(GOAL OF THE EXERCISE):
Reproduce the forum post about failing Codex Cloud sessions word for word.
##### EXTRACT #####
Hi all,
I’m encountering a series of repeated failures when working with Codex Cloud sessions, and it appears to be an infrastructure-level issue rather than something in my code or workflow. I wanted to document the behaviour here in case others are experiencing the same thing—or if the OpenAI team needs a reproducible report.
What I’m Seeing
Across multiple attempts to run or resume Codex Cloud sessions, I receive variations of the following:
-
“Error: Failed to read output from session ‘shell’. This session may be corrupt. Please start a new session.”
-
Attempts to reopen the session result in Codex thinking the session might still be alive, then failing to connect.
-
Starting a new session also fails intermittently.
-
Codex repeatedly speculates about session limits, container-tool recovery, or infrastructure availability, but every retry leads to the same outcomes.
##### INFORMATION GIVEN #####
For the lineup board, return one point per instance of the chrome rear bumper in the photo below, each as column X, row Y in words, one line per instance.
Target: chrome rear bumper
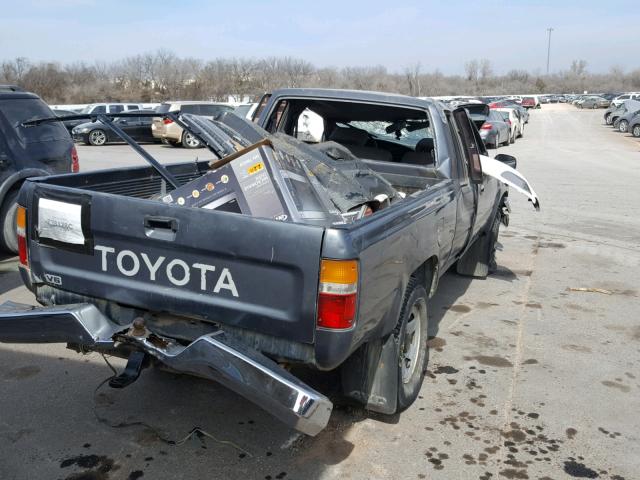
column 214, row 356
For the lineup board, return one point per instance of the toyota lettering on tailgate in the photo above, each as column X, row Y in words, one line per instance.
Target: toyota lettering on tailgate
column 176, row 271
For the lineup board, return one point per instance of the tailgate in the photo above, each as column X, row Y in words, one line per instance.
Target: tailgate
column 252, row 273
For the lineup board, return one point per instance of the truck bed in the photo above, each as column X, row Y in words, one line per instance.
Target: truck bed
column 220, row 267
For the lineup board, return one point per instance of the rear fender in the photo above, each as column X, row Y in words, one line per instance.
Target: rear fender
column 16, row 179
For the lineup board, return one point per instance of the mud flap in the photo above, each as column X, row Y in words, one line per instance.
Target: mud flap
column 370, row 375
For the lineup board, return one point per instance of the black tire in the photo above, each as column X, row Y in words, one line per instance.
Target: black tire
column 9, row 237
column 97, row 137
column 412, row 356
column 623, row 126
column 189, row 141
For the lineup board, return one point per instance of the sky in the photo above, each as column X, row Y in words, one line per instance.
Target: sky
column 440, row 35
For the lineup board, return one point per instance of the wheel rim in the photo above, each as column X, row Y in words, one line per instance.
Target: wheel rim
column 97, row 137
column 411, row 342
column 191, row 141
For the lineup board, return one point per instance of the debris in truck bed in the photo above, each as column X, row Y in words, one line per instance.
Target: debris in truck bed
column 284, row 179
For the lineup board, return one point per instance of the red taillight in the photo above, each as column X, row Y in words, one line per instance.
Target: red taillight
column 336, row 311
column 337, row 300
column 22, row 251
column 21, row 230
column 75, row 160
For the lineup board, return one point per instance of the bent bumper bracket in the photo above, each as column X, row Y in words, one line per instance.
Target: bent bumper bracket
column 213, row 356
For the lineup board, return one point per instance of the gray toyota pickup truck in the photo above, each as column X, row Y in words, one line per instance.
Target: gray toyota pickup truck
column 377, row 196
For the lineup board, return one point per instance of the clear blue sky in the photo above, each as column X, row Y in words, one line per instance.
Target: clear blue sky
column 442, row 35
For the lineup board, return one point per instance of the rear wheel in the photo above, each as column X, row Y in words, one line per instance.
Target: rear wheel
column 9, row 237
column 623, row 126
column 413, row 350
column 97, row 137
column 190, row 141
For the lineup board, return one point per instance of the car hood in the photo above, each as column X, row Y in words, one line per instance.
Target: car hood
column 510, row 176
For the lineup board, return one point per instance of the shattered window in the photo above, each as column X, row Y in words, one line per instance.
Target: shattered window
column 406, row 132
column 20, row 110
column 310, row 127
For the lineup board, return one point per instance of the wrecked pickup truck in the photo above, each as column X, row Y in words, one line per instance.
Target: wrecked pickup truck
column 279, row 252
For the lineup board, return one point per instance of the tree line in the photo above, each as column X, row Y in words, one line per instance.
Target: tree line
column 162, row 75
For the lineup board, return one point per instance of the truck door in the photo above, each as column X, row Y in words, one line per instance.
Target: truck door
column 476, row 195
column 466, row 202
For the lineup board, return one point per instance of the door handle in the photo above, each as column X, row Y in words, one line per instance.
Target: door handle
column 162, row 228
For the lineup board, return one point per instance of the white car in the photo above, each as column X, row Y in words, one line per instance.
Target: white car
column 619, row 100
column 111, row 107
column 246, row 110
column 513, row 119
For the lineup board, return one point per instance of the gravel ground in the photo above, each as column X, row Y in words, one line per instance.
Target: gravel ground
column 530, row 375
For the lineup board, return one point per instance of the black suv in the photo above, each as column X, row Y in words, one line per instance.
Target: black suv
column 27, row 152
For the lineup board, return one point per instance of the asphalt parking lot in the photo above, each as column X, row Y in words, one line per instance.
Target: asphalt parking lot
column 534, row 373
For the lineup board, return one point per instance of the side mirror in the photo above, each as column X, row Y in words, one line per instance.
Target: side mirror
column 508, row 160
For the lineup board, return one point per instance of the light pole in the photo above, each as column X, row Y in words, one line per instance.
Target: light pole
column 549, row 30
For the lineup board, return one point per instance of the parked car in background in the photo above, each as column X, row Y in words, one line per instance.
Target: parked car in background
column 594, row 102
column 68, row 124
column 634, row 126
column 171, row 133
column 625, row 96
column 524, row 112
column 495, row 131
column 530, row 102
column 27, row 152
column 515, row 122
column 627, row 106
column 97, row 134
column 111, row 107
column 623, row 121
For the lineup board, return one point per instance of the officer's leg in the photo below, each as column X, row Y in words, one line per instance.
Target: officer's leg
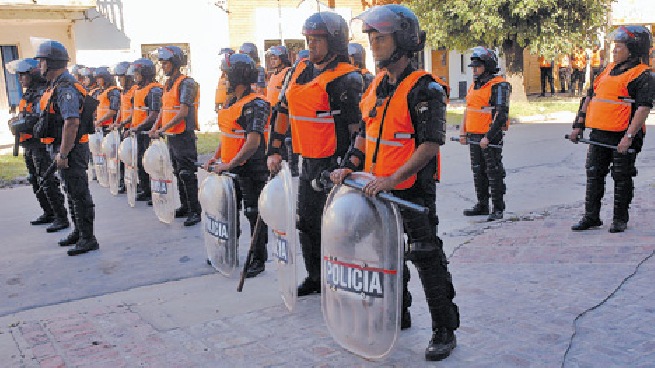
column 309, row 211
column 496, row 174
column 480, row 180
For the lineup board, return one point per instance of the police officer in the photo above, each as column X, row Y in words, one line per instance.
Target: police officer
column 37, row 158
column 242, row 147
column 486, row 116
column 322, row 102
column 357, row 57
column 178, row 119
column 403, row 99
column 279, row 67
column 250, row 49
column 146, row 107
column 61, row 105
column 615, row 109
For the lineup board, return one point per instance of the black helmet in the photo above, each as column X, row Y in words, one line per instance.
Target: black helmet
column 332, row 26
column 104, row 73
column 638, row 39
column 241, row 70
column 356, row 51
column 173, row 54
column 281, row 52
column 484, row 56
column 54, row 52
column 145, row 67
column 250, row 49
column 121, row 68
column 398, row 20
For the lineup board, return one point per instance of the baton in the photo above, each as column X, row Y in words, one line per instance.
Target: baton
column 468, row 141
column 589, row 141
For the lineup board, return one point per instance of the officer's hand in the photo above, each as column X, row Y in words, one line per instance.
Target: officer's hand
column 624, row 145
column 338, row 175
column 274, row 163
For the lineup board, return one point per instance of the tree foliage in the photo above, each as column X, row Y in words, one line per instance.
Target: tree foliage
column 545, row 26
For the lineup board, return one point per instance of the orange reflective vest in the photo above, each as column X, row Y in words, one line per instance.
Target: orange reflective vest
column 171, row 106
column 479, row 112
column 312, row 121
column 103, row 106
column 126, row 104
column 141, row 110
column 233, row 136
column 275, row 86
column 389, row 149
column 611, row 107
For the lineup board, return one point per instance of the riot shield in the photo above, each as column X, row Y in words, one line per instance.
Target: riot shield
column 163, row 183
column 110, row 149
column 99, row 159
column 127, row 153
column 218, row 199
column 361, row 270
column 277, row 206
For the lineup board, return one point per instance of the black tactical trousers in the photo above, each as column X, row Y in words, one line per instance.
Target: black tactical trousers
column 184, row 155
column 488, row 172
column 248, row 189
column 76, row 185
column 425, row 250
column 37, row 160
column 599, row 160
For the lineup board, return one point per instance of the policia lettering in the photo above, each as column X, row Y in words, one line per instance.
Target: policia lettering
column 616, row 108
column 63, row 109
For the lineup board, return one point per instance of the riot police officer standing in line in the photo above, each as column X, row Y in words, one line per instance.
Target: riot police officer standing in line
column 61, row 105
column 242, row 147
column 37, row 158
column 280, row 65
column 615, row 109
column 322, row 102
column 357, row 57
column 178, row 118
column 146, row 107
column 485, row 118
column 403, row 125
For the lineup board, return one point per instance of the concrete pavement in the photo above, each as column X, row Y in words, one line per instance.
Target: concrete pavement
column 530, row 291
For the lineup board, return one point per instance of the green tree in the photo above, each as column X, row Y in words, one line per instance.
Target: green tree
column 545, row 26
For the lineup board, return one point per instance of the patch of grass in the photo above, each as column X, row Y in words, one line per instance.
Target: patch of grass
column 12, row 167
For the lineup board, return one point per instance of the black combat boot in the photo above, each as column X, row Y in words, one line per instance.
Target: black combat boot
column 441, row 345
column 477, row 210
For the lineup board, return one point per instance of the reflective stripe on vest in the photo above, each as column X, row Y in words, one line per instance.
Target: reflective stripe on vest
column 611, row 107
column 103, row 106
column 312, row 123
column 140, row 110
column 396, row 143
column 479, row 113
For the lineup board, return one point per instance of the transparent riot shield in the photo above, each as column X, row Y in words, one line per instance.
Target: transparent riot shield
column 110, row 149
column 99, row 159
column 362, row 243
column 127, row 153
column 217, row 195
column 163, row 183
column 277, row 206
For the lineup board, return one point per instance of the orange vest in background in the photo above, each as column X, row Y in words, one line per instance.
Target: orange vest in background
column 479, row 112
column 312, row 120
column 611, row 107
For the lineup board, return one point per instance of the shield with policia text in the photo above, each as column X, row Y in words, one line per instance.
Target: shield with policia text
column 163, row 183
column 218, row 200
column 99, row 158
column 127, row 152
column 277, row 206
column 362, row 254
column 110, row 149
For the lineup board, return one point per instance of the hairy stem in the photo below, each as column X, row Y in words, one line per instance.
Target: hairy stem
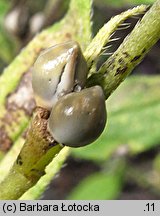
column 37, row 152
column 130, row 53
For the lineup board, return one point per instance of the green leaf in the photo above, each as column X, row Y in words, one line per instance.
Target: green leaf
column 100, row 185
column 133, row 120
column 122, row 3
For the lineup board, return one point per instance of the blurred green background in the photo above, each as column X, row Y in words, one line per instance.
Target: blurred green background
column 124, row 163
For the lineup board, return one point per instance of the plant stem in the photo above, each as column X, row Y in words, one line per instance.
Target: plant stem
column 37, row 152
column 130, row 53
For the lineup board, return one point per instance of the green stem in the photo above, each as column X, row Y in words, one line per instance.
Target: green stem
column 130, row 53
column 37, row 152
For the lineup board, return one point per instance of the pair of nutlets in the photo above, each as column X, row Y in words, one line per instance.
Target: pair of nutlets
column 78, row 115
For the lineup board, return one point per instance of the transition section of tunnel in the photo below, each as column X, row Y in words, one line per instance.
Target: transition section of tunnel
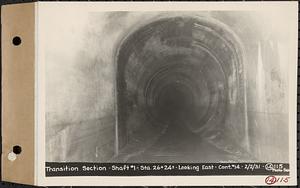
column 180, row 81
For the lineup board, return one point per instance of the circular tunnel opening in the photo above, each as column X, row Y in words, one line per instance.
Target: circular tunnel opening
column 177, row 79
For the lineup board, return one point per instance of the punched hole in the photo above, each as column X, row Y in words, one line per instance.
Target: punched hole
column 16, row 41
column 17, row 150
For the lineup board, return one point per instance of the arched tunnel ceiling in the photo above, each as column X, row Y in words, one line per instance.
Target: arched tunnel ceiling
column 180, row 73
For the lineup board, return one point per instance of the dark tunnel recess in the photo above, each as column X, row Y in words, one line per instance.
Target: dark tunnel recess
column 178, row 77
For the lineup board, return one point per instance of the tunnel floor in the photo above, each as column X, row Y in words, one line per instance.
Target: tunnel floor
column 178, row 144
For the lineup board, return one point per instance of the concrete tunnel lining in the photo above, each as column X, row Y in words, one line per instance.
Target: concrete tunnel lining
column 180, row 73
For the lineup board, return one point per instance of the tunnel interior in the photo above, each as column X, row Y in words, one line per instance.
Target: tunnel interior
column 180, row 84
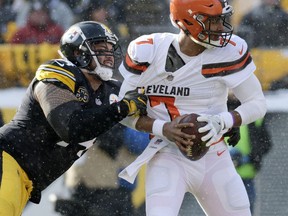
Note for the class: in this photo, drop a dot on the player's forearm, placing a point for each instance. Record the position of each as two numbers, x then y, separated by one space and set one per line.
253 103
145 124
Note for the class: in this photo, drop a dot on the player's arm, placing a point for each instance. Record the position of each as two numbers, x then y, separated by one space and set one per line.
75 124
253 107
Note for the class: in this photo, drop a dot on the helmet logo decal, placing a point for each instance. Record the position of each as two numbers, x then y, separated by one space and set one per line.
113 98
72 35
82 94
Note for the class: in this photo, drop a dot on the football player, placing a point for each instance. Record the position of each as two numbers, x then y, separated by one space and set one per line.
191 72
72 99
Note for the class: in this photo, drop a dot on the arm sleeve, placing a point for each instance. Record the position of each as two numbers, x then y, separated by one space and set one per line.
253 103
70 121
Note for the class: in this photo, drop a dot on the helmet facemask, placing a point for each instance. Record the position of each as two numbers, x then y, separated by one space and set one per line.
196 17
104 72
209 38
79 45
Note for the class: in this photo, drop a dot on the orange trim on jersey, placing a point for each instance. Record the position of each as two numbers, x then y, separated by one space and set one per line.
226 68
148 41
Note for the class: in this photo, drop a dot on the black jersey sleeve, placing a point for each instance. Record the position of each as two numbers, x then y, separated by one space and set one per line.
76 125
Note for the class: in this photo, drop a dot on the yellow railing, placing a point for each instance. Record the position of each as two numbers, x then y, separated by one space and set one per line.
19 63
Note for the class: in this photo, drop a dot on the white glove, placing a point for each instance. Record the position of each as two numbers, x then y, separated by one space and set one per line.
216 126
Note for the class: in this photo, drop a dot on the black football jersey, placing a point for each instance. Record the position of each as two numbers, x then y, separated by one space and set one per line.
31 140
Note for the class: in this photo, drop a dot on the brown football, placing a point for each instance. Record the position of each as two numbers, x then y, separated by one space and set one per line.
198 149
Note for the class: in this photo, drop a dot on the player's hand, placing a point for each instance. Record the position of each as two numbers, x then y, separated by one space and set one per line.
215 127
173 132
233 136
136 102
238 158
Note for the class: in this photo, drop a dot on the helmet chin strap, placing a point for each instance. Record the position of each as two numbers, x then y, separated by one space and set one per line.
103 72
206 45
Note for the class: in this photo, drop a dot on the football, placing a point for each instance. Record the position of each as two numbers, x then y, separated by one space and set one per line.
198 149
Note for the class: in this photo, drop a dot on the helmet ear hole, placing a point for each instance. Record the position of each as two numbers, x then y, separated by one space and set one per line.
83 59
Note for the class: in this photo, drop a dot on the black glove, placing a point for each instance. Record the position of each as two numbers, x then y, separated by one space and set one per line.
136 103
233 136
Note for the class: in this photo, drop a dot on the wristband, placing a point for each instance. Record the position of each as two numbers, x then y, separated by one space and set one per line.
157 128
228 119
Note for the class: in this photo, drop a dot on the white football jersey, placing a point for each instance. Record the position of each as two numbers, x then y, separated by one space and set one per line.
177 84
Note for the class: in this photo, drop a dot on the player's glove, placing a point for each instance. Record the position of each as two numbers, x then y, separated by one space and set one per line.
216 126
136 102
233 136
238 158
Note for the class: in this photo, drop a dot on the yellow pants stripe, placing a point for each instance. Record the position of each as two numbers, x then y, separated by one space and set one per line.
15 187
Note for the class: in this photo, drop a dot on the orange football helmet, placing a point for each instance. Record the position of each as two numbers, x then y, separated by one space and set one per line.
191 16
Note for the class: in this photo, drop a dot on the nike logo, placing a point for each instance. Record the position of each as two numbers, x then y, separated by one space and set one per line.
219 153
241 51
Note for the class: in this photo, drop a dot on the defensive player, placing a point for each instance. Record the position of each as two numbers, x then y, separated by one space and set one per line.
191 72
72 100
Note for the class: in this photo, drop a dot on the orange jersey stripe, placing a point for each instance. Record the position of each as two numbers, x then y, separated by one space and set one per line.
226 68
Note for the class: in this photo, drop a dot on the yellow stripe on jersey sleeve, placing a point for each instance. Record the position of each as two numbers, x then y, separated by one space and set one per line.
46 72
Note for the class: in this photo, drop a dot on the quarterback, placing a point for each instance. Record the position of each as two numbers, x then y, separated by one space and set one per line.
192 72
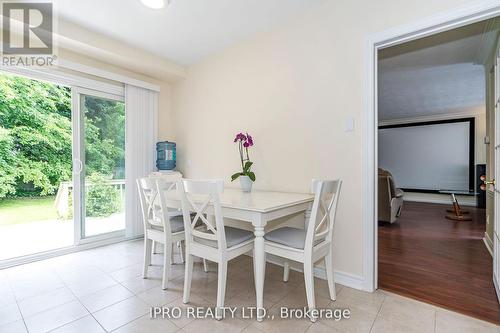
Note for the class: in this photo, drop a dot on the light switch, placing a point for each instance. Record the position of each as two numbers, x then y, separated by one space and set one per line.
349 125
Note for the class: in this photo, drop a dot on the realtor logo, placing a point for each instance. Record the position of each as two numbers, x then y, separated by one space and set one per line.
27 33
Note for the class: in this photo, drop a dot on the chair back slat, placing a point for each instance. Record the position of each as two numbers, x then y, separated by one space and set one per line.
163 187
148 197
323 211
202 198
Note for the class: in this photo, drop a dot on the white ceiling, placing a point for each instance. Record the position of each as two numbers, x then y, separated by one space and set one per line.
432 76
186 31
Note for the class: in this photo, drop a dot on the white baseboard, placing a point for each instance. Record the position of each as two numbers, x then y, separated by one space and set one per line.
444 201
488 243
343 278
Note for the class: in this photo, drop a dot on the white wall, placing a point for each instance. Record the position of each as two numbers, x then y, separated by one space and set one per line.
293 89
480 149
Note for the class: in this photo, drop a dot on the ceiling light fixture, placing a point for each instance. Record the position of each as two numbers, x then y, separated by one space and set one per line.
155 4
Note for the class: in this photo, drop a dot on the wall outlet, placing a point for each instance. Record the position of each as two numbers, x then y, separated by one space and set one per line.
349 125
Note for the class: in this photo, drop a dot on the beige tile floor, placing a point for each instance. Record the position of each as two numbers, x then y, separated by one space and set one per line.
101 290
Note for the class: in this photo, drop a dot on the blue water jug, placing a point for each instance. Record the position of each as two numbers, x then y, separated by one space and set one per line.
165 155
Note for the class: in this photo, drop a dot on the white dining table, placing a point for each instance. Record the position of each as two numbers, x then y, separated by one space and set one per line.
257 208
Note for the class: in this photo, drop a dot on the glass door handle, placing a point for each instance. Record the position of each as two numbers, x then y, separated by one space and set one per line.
486 182
77 166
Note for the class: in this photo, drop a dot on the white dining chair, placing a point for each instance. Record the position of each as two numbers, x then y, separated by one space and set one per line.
216 242
160 225
313 243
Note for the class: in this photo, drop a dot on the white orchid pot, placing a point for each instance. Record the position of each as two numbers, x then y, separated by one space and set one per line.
246 183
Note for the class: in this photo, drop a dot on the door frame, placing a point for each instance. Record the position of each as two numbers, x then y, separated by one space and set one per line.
432 25
78 152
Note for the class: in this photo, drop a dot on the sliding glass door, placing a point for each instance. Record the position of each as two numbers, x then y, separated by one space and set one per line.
99 152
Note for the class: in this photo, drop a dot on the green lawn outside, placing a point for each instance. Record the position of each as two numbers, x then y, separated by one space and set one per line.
24 210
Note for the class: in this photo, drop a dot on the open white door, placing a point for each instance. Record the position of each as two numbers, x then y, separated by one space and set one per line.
491 184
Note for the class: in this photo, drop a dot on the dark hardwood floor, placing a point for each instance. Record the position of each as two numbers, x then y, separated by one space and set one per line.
445 263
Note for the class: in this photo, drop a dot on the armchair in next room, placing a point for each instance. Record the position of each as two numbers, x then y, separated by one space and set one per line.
390 198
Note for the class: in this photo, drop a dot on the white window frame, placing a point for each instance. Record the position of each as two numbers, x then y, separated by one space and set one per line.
86 85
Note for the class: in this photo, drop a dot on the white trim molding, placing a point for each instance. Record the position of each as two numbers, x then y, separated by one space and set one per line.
488 243
452 19
107 75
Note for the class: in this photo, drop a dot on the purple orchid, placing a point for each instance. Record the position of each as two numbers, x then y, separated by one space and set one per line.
244 142
240 137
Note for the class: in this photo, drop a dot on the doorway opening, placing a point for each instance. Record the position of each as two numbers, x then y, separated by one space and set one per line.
434 143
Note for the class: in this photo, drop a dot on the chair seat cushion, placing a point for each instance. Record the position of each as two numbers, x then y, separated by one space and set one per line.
177 224
234 236
288 236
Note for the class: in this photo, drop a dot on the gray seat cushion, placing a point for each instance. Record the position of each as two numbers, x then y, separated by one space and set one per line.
177 224
288 236
234 237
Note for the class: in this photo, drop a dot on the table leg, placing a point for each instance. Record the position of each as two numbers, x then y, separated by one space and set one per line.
259 268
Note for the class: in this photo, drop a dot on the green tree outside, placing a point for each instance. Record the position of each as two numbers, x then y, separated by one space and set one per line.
36 138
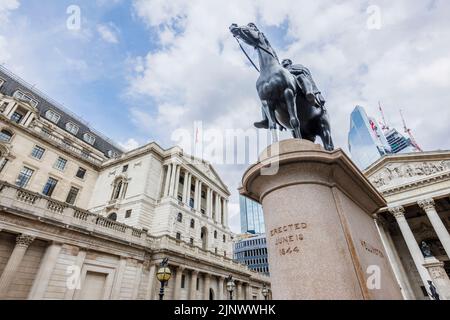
#####
(REPLY TO THE EXERCISE):
Hi all,
I’m encountering a series of repeated failures when working with Codex Cloud sessions, and it appears to be an infrastructure-level issue rather than something in my code or workflow. I wanted to document the behaviour here in case others are experiencing the same thing—or if the OpenAI team needs a reproducible report.
What I’m Seeing
Across multiple attempts to run or resume Codex Cloud sessions, I receive variations of the following:
-
“Error: Failed to read output from session ‘shell’. This session may be corrupt. Please start a new session.”
-
Attempts to reopen the session result in Codex thinking the session might still be alive, then failing to connect.
-
Starting a new session also fails intermittently.
-
Codex repeatedly speculates about session limits, container-tool recovery, or infrastructure availability, but every retry leads to the same outcomes.